(Dataset rows)
# # # # #

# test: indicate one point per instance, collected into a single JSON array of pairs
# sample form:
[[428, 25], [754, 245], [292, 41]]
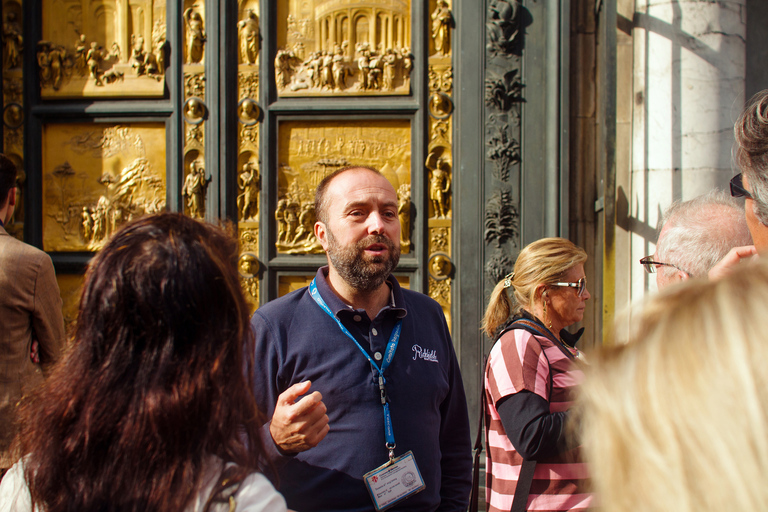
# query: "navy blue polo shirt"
[[297, 341]]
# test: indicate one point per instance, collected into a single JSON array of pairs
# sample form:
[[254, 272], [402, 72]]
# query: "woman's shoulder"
[[257, 494], [14, 493], [254, 494]]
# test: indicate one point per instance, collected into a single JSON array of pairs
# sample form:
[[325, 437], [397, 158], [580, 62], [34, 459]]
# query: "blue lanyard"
[[389, 354]]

# # # # #

Copy the listing above word for word, leaving out any picture.

# test: indicate one point per instance, collected into a single JSON array of pairs
# sample form:
[[428, 25], [754, 245], [292, 41]]
# query: "navy blue polo shirt"
[[297, 341]]
# test: indicate one point per instance, collected into a single JSON array of pairs
# sample form:
[[254, 272], [402, 72]]
# query: "woman's shoulder"
[[257, 494], [14, 493], [254, 494]]
# test: indicate one point per instance, collected into a single JSON array of pairs
# sample form:
[[325, 437], [397, 158], [580, 62], [34, 459]]
# query: "blue lanyard"
[[389, 354]]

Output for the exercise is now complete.